# What is expected
Please locate each line in the items that contains the word "cloth" and copy those lines out in full.

──────────────────────────────

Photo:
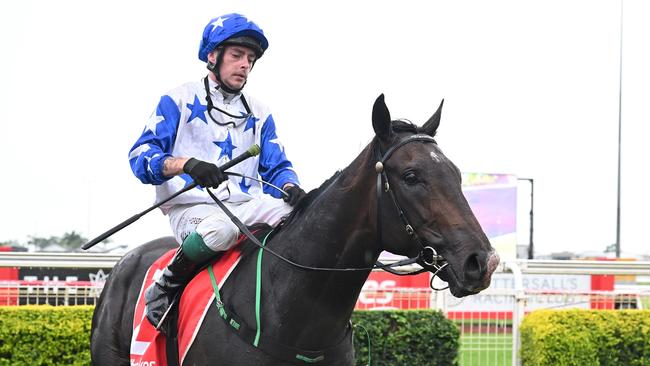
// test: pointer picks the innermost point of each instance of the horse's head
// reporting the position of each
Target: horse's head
(422, 205)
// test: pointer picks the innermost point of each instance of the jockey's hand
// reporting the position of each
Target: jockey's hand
(204, 174)
(294, 195)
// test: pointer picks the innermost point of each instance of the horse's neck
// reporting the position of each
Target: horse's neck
(336, 231)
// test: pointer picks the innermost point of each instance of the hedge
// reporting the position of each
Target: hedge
(412, 337)
(586, 337)
(49, 335)
(45, 335)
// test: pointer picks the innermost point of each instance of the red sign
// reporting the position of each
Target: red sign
(383, 290)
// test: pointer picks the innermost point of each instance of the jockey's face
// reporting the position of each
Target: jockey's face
(235, 66)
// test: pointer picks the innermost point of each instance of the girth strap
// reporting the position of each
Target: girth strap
(269, 346)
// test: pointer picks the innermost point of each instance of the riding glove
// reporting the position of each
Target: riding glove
(204, 174)
(294, 194)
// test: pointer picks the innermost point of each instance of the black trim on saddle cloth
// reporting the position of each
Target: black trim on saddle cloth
(248, 334)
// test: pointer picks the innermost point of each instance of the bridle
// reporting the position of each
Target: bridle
(427, 256)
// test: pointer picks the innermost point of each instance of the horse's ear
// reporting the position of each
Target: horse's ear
(432, 124)
(381, 119)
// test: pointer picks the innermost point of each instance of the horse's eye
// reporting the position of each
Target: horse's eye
(410, 178)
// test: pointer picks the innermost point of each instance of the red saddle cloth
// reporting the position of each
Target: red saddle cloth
(148, 346)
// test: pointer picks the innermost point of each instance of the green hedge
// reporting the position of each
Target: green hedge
(405, 338)
(586, 337)
(47, 335)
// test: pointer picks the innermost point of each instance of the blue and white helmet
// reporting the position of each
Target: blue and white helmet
(232, 29)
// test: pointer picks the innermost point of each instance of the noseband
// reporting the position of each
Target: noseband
(427, 257)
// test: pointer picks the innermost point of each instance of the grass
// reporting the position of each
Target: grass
(485, 350)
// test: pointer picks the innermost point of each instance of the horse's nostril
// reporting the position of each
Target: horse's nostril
(473, 268)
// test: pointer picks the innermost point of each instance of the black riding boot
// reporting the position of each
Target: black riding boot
(160, 295)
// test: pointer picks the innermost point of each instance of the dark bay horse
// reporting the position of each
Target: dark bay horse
(401, 194)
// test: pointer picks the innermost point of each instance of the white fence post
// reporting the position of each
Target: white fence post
(518, 311)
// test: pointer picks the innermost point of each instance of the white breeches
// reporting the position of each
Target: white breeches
(217, 230)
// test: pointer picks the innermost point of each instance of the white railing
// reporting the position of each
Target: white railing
(58, 260)
(489, 322)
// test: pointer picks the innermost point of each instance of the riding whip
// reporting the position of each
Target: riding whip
(252, 151)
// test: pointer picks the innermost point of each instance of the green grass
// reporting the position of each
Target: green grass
(485, 350)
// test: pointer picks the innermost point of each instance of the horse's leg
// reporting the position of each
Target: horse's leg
(112, 323)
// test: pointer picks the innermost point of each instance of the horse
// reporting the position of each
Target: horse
(400, 194)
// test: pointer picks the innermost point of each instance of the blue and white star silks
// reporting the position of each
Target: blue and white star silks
(243, 186)
(175, 130)
(153, 122)
(250, 123)
(218, 23)
(198, 110)
(226, 147)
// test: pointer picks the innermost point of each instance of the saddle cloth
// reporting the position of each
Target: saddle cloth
(148, 346)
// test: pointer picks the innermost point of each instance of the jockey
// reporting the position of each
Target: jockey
(194, 129)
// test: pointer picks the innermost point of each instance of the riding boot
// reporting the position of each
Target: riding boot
(187, 260)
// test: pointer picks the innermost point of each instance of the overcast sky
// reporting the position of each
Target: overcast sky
(530, 88)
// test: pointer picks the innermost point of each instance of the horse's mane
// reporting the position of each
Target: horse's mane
(400, 125)
(309, 198)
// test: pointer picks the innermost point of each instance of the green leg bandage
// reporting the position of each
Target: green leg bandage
(195, 249)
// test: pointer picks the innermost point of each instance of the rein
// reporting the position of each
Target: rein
(428, 257)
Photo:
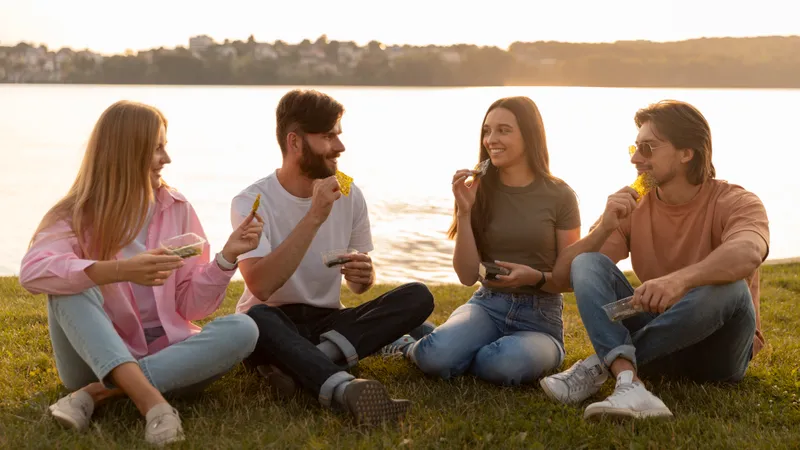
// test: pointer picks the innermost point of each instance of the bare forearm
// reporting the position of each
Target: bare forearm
(358, 288)
(465, 256)
(271, 272)
(593, 242)
(730, 262)
(104, 272)
(552, 287)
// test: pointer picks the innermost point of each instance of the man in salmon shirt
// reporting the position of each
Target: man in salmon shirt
(696, 243)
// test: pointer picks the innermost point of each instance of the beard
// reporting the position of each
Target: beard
(313, 165)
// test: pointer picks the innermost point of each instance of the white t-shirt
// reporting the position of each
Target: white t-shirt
(144, 296)
(312, 283)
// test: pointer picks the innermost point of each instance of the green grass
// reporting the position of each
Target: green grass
(763, 411)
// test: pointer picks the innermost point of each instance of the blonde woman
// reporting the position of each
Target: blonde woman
(119, 308)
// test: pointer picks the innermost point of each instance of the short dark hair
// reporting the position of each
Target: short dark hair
(306, 111)
(684, 127)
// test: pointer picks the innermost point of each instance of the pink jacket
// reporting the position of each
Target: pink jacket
(54, 265)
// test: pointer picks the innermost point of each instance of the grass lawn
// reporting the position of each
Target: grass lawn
(761, 412)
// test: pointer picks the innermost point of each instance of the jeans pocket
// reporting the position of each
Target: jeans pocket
(480, 294)
(551, 311)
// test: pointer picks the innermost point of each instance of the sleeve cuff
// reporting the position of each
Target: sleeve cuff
(77, 274)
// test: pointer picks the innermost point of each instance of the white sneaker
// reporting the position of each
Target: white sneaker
(73, 411)
(398, 347)
(163, 425)
(577, 383)
(629, 400)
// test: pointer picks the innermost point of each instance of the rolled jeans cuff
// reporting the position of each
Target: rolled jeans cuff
(623, 351)
(349, 352)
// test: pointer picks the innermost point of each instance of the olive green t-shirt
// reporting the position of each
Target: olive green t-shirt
(523, 223)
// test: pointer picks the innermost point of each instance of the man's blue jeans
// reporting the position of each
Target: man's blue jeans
(706, 336)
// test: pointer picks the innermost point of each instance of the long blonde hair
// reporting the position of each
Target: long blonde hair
(107, 205)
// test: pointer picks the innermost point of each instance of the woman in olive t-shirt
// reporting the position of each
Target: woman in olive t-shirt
(519, 216)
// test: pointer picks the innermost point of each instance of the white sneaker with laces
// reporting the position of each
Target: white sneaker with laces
(74, 410)
(577, 383)
(163, 425)
(398, 347)
(630, 400)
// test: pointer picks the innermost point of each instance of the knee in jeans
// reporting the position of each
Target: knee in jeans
(492, 366)
(437, 361)
(587, 264)
(73, 385)
(241, 333)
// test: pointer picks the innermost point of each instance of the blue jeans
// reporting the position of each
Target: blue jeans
(87, 347)
(706, 336)
(506, 339)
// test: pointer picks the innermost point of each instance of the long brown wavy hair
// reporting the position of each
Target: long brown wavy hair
(107, 205)
(531, 127)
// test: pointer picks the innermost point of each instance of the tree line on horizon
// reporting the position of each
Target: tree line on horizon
(762, 62)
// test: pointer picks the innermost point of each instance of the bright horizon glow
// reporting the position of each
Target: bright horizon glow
(108, 27)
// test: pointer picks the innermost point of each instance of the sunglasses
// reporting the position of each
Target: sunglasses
(644, 149)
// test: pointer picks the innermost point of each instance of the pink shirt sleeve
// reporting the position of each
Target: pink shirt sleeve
(54, 265)
(201, 283)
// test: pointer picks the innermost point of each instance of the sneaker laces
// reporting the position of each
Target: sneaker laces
(397, 347)
(622, 389)
(159, 419)
(577, 377)
(75, 403)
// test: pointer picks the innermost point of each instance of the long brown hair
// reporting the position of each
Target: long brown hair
(531, 127)
(684, 127)
(107, 204)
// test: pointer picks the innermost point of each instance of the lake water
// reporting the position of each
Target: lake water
(403, 145)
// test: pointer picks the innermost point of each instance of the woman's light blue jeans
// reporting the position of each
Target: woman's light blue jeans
(506, 339)
(87, 347)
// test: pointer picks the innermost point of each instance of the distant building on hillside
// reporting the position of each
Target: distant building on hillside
(199, 44)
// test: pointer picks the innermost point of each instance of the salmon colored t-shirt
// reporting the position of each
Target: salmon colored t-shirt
(663, 238)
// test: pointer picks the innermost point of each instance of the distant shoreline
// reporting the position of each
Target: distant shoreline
(398, 86)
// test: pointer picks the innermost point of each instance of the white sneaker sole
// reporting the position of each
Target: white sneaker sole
(65, 420)
(601, 412)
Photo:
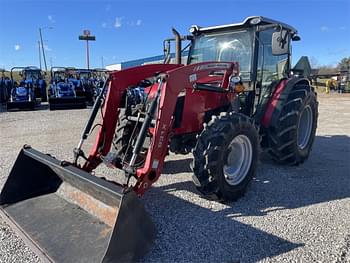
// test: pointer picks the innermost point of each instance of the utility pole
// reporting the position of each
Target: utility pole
(39, 54)
(87, 37)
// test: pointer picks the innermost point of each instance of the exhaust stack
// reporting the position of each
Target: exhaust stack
(177, 46)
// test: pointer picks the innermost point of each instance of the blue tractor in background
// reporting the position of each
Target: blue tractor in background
(65, 90)
(29, 91)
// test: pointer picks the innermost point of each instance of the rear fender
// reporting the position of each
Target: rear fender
(279, 95)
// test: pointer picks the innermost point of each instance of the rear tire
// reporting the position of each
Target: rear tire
(291, 137)
(225, 157)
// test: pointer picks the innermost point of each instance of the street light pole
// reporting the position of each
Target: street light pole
(39, 54)
(87, 54)
(87, 37)
(42, 47)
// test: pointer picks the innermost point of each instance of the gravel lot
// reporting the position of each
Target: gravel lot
(291, 214)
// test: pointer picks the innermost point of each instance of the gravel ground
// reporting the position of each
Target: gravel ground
(291, 214)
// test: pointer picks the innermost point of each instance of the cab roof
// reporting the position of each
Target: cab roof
(250, 21)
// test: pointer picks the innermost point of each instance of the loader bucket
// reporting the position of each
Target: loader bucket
(68, 215)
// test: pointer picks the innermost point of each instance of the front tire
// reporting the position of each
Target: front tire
(291, 137)
(225, 157)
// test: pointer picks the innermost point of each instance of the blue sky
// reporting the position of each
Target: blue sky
(128, 30)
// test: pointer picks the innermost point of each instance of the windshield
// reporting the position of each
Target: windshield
(32, 74)
(230, 46)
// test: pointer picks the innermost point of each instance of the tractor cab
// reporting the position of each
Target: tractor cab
(260, 45)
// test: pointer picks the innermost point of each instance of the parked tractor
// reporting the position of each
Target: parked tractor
(235, 96)
(29, 91)
(64, 90)
(5, 86)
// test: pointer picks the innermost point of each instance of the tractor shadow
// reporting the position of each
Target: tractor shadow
(188, 230)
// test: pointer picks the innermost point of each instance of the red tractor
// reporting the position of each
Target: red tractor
(235, 96)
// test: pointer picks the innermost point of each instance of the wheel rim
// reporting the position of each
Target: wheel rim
(239, 158)
(305, 127)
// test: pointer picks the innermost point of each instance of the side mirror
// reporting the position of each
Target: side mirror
(280, 42)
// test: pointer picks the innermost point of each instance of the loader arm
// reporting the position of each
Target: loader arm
(174, 81)
(120, 81)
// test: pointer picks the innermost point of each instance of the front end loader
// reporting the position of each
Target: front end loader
(235, 97)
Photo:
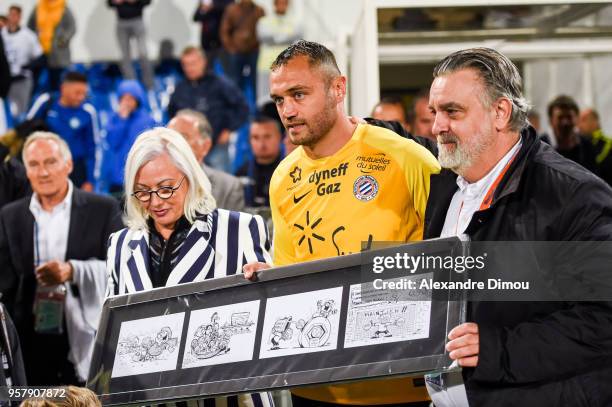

──────────────────────────────

# Complete output
// test: pointer picks the innermost point of each instance of the black trim on saddle cloth
Target: black trim on saddle cloth
// test: pointer picks the innermost point of each instance of the red saddle cloth
Target: red saddle cloth
// test: pointer picks the innermost point of each instance of the saddle cloth
Target: saddle cloth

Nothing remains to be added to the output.